TEXT SECTION:

= = = = =

Open haoyangz opened this issue 8 years ago • 9 comments

I was tuning a mid-size network. I observed that the memory usage kept rising and with enough trials (around 50) eventually it caused the server to kill it for taking too much memory. As I remember in the README that the data was loaded only once, I wonder if it is because hyperas saves the parameters (i mean actual weights) of all the trials? If so, I feel it makes more sense to release them since we only care about hyper-parameters.

haoyangz avatar Apr 20 '16 14:04 haoyangz

I know what you mean, maybe I should update the readme accordingly. What you want is in fact already possible, namely instead of returning this return {'loss': -acc, 'status': STATUS_OK, 'model': model} in model just drop the model, i.e. use return {'loss': -acc, 'status': STATUS_OK}

Many examples feature the former, since it was requested by many people. My view is that you should pick hyperparameters first and then do a proper training run once more, so I'm personally not that interested in the former myself.

maxpumperla avatar Apr 20 '16 15:04 maxpumperla

I totally agree with you! Thanks and I am closing it.

haoyangz avatar Apr 20 '16 15:04 haoyangz

But if I drop the model, all I have at the end of the search is best_run, which is a dictionary from hyper-param names to its best value. Is there a convenient way to use them to construct a model (not trained), or I have to manually replace them?

haoyangz avatar Apr 20 '16 15:04 haoyangz

That is the money question! I can add that fairly quickly. For hyperopt users that one is easy, but hyperas hides the internals, so there needs to be a convenience wrapper.

= = = = =

STORED DATA:

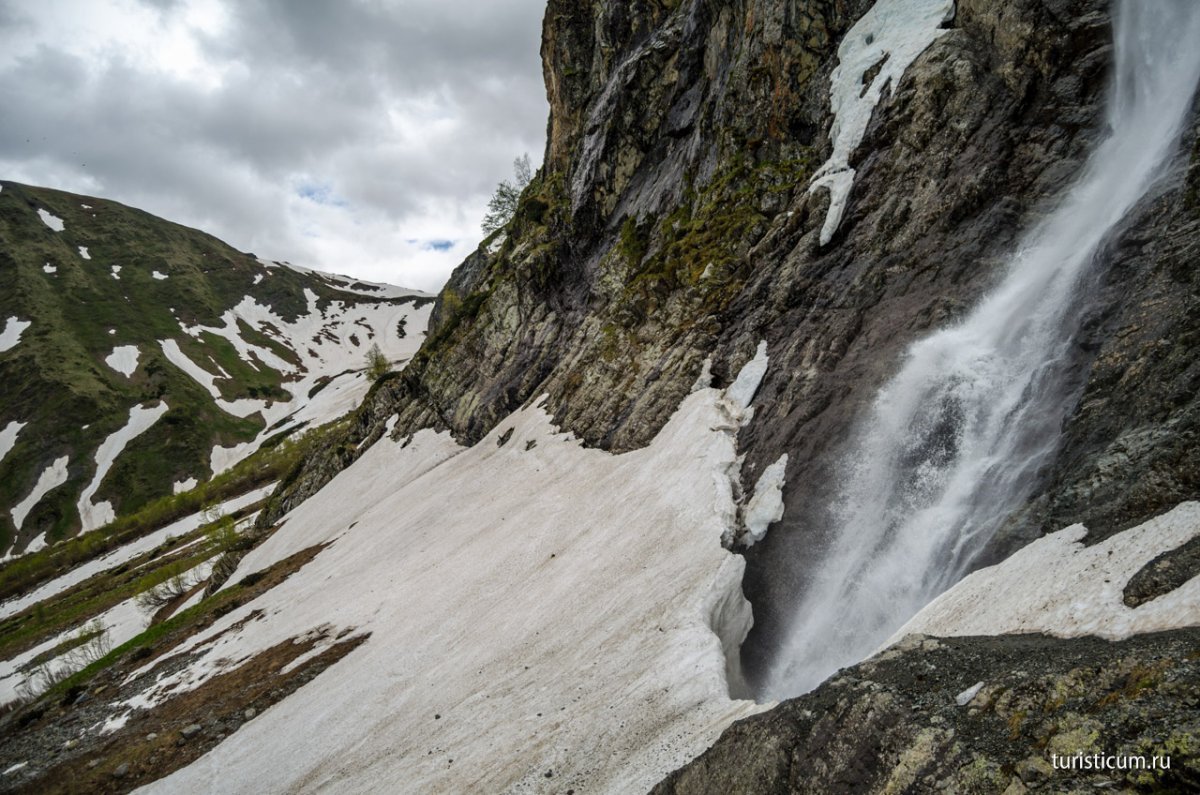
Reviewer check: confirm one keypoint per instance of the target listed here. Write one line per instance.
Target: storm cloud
(361, 137)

= = = = =

ACTIONS TO TAKE:
a) Answer these about the hyperas memory discussion:
(i) After about how many trials did the server kill the tuning run?
(ii) Which key should be left out of the returned dictionary so the model isn't kept?
(iii) What does best_run hold at the end of the search?
b) Write the next part of the hyperas memory discussion, picking up after its final reply.
You won't need the material for this.

REPLIES:
a)
(i) Around 50 trials.
(ii) The 'model' key, so the return is {'loss': -acc, 'status': STATUS_OK}.
(iii) A dictionary mapping hyper-param names to their best values.

b)
P.s.: Note that above instead of leaving model out, you can add anything you want and it will show up in trials.

maxpumperla avatar Apr 20 '16 16:04 maxpumperla

Thank you for the P.S. In that spirit, one workaround is:

In model()

### Save the optimizer as it is not part of the architecture
myoptimizer = Adadelta(lr=1.0, rho={{choice([0.95,0.99])}}, epsilon={{choice([1e-04,1e-05,1e-06])}})
model.compile(loss='binary_crossentropy', optimizer=myoptimizer)

### Training as usual
model.fit(....)

### Save the architecture
json_string = model.to_json()

### Return the optimizer and the architecture
return {'loss': -acc, 'status': STATUS_OK,'model':(json_string,myoptimizer)}

Then the second parameter returned from optim.minimize() will be the (json string,myoptimizer), from which you can create a new model.

best_run,best_params = optim.minimize(....)
best_archit, best_optim = best_params

### Construct new model with the best architecture and optimizer
newmodel = model_from_json(best_archit)
newmodel.compile(loss=XXX, optimizer=best_optim)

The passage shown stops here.